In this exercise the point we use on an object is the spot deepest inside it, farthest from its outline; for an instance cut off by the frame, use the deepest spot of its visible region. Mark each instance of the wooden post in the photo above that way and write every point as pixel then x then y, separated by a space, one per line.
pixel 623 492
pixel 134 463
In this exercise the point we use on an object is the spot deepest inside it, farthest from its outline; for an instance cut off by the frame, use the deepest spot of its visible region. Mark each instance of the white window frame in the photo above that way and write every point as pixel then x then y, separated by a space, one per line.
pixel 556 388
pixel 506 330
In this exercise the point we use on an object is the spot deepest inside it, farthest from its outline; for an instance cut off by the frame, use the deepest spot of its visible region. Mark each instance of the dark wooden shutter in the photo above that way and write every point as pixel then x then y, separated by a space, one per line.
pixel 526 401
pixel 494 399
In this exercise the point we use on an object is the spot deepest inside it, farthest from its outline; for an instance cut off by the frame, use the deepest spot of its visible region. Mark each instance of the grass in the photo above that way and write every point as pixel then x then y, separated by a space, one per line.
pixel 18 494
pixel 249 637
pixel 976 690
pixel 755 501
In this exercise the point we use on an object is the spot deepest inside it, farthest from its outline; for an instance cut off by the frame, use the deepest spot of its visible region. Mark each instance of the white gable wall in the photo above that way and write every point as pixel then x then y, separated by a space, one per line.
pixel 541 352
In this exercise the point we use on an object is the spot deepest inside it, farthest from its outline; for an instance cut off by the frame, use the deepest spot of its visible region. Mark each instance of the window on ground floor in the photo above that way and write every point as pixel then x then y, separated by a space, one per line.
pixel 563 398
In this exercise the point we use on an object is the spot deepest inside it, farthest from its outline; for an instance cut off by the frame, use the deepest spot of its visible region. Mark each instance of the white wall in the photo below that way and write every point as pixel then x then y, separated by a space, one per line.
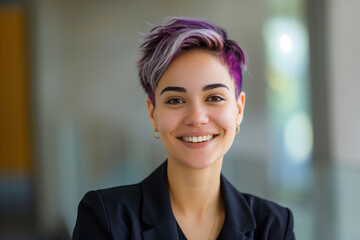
pixel 88 93
pixel 344 101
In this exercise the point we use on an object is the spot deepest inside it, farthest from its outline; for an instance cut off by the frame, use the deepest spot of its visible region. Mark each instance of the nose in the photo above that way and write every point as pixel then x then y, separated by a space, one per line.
pixel 196 115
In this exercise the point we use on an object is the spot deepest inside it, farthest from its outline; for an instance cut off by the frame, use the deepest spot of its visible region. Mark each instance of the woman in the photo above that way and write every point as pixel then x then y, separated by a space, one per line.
pixel 192 75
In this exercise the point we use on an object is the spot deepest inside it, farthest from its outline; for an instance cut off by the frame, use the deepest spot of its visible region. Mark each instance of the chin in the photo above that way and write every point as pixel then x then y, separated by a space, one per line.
pixel 199 164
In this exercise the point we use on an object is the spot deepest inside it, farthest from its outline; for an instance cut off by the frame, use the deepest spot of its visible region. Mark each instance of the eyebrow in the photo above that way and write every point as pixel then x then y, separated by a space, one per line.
pixel 215 85
pixel 175 89
pixel 205 88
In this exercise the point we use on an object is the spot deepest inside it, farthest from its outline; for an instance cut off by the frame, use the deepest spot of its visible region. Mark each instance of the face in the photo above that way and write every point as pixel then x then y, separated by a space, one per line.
pixel 196 111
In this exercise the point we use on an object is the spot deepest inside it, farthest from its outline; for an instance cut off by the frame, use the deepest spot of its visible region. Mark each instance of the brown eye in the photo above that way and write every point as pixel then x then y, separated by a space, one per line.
pixel 175 101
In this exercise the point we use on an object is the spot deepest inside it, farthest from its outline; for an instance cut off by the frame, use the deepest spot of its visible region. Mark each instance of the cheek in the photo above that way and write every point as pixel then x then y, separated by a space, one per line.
pixel 227 118
pixel 167 121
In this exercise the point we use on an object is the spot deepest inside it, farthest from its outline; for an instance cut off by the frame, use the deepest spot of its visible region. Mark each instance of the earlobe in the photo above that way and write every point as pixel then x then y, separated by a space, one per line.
pixel 151 112
pixel 240 107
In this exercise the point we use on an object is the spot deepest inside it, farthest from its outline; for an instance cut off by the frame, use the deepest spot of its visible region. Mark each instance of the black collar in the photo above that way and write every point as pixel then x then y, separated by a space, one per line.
pixel 239 219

§ WHAT TO DO:
Could you write out all of the data above again, replacing "Mark each instance" with "Label every instance" everywhere, changing nothing else and omitting the pictures?

§ ANSWER IN FULL:
In this exercise the point we use on an object is the spot deepest inside it, farthest from its outline; for an instance cut off by the frame, use the deepest spot of its visible region. Label every instance of the wooden post in the photo above that way and write every point as pixel then x then y, separated by a space, one per line.
pixel 623 492
pixel 134 463
In this exercise the point we use on an object is the spot deepest inside it, farthest from its outline; for an instance cut off by the frame, use the deepest spot of its visible region. Label every instance of the white window frame in the photo above that way and write every point as pixel then x then y, separated by a space, one per line.
pixel 556 388
pixel 506 330
In this exercise the point we use on an object is the spot deepest inside it, farthest from its outline; for an instance cut off by the frame, use the deepest spot of its visible region. Label every instance of the dark wooden shutter in the photo above that way and write every point as pixel then x then y, separated by a space, one per line.
pixel 526 401
pixel 494 399
In this exercise the point we use on an object is the spot deepest inside it, farthest from its outline; for an instance cut off by the frame, use the deepest spot of its visible region. Label every instance of the grass in the photo above that way and write every point as pixel then x then y, separated by a space, one per line.
pixel 18 494
pixel 249 637
pixel 976 690
pixel 755 501
In this exercise the point we use on an object is the spot deepest inside it, farthest from its outline; for an instance cut off by the frame, use the deepest spot of its visible region. Label every instance of the white gable wall in the photo above that way and write every point as pixel then x then y, separated by a space, one per line.
pixel 541 352
In this exercise the point we use on an object is the spot deepest inside it, farthest from its outline; for an instance cut off by the frame, use the deepest spot of its visible region. Label every instance of the window on ground floor in the photo above that way and write every point as pixel then x then y, separated by a space, one per line.
pixel 563 398
In this exercise the point we use on an object is the spot deepest inside it, farthest from its outline; for an instance cut off by the frame, use the deepest spot of its visible region. Label every instance of the white wall in the photo below that way and write every point as pixel then x then y, separated by a space, one per line.
pixel 88 93
pixel 344 101
In this exercise the point we use on an object is the spot deepest inside it, farthest from its outline; for an instance cut off by the frame, use the deepest spot of its visible region. Label every instance of the nose in the photo above that way and write every point as pixel then x then y, separated by a space, one per line.
pixel 196 115
In this exercise the point we use on an object is the spot deepest inside it, farthest from its outline; for an instance cut off by the frame, use the deepest spot of its visible region. Label every instance of the woman in the photo above that way and write every point as pixel then x then y, separated by a space, one per line.
pixel 192 75
In this exercise the point we use on an object is the spot deepest inside it, farthest from its outline; for an instance cut off by the frame, use the deepest spot of its visible region. Label every instance of the chin in the photo above that way and write every point as pixel then x then y, separated by a space, one per line.
pixel 199 164
In this exercise the point we use on an object is the spot deepest inside it, farthest from its outline; for an instance cut off by the frame, use the deepest spot of its visible region. Label every instance of the eyebrow in the photo above that way and write every point as pixel then x then y, separated by a space, one per line.
pixel 215 85
pixel 175 89
pixel 205 88
In this exercise the point we use on an object is the spot deepest inside it, farthest from its outline; for an instance cut off by the frame, use the deepest spot of its visible region. Label every instance of the face in the photo above that way and write every point as pixel then x then y, separated by a space, one per line.
pixel 196 111
In this exercise the point we use on an object is the spot deepest inside it, farthest from its outline; for an instance cut off by the frame, use the deepest spot of its visible region. Label every instance of the brown eye in the photo above that way and write every point as pixel then x then y, separated by a space, one per line.
pixel 175 101
In this exercise the point we use on an object is the spot deepest inside it, farthest from its outline; for an instance cut off by the frame, use the deepest spot of its visible region. Label every instance of the cheek in the photo above that way and write every point as pixel then x then y, separated by a space, one per line.
pixel 227 118
pixel 167 121
In this exercise the point we use on an object is the spot deepest inside it, farthest from its outline; for an instance cut off by the frame, use the deepest spot of its visible region. Label every instance of the earlobe in the photo above that way and write every point as pixel then x then y, separated by a space, one per line.
pixel 151 112
pixel 240 107
In this exercise the point we use on an object is the spot deepest inside it, farthest from its outline; for an instance cut off by the frame, use the deepest spot of its visible region. Label every instance of the black collar in the photo above that way and write every point as pixel then x then y, separated by a space, one per line.
pixel 239 219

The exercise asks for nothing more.